Instruction:
Update every entry from the line containing "Each instance receives exactly one keypoint. Tag the decorative" down to the end of the entries by swapping "keypoint" for "marker", keeping everything else the same.

** begin **

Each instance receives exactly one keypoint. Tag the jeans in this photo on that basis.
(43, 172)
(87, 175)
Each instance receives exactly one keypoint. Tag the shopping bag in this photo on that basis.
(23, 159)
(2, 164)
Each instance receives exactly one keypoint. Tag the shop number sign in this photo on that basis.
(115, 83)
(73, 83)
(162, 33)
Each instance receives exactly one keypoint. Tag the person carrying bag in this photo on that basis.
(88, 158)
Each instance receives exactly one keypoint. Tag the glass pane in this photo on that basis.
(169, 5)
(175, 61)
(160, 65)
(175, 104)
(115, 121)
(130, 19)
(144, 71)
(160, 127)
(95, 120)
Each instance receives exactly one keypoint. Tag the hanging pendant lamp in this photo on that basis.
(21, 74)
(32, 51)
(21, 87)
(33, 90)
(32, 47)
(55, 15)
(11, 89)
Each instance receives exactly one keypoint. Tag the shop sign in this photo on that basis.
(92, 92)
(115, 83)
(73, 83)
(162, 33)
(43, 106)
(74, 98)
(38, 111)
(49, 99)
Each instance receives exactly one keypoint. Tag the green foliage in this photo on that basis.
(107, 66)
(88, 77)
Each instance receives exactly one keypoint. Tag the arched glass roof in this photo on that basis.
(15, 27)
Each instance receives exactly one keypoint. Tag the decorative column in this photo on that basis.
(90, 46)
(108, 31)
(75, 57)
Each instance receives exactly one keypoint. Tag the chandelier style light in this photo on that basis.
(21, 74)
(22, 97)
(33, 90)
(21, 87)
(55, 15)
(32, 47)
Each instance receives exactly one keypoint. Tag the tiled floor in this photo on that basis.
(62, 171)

** end **

Problem solution:
Each instance receives exactly one marker. Tag the decorative column in this photo on that basis.
(90, 46)
(108, 31)
(75, 57)
Each instance receives exactly one marker. Tag the chandelier style light in this photo on that basis.
(21, 74)
(22, 97)
(33, 90)
(21, 87)
(55, 15)
(32, 47)
Each instance receives exactly one marker. Tag the tiled floor in this photo on that basis.
(62, 171)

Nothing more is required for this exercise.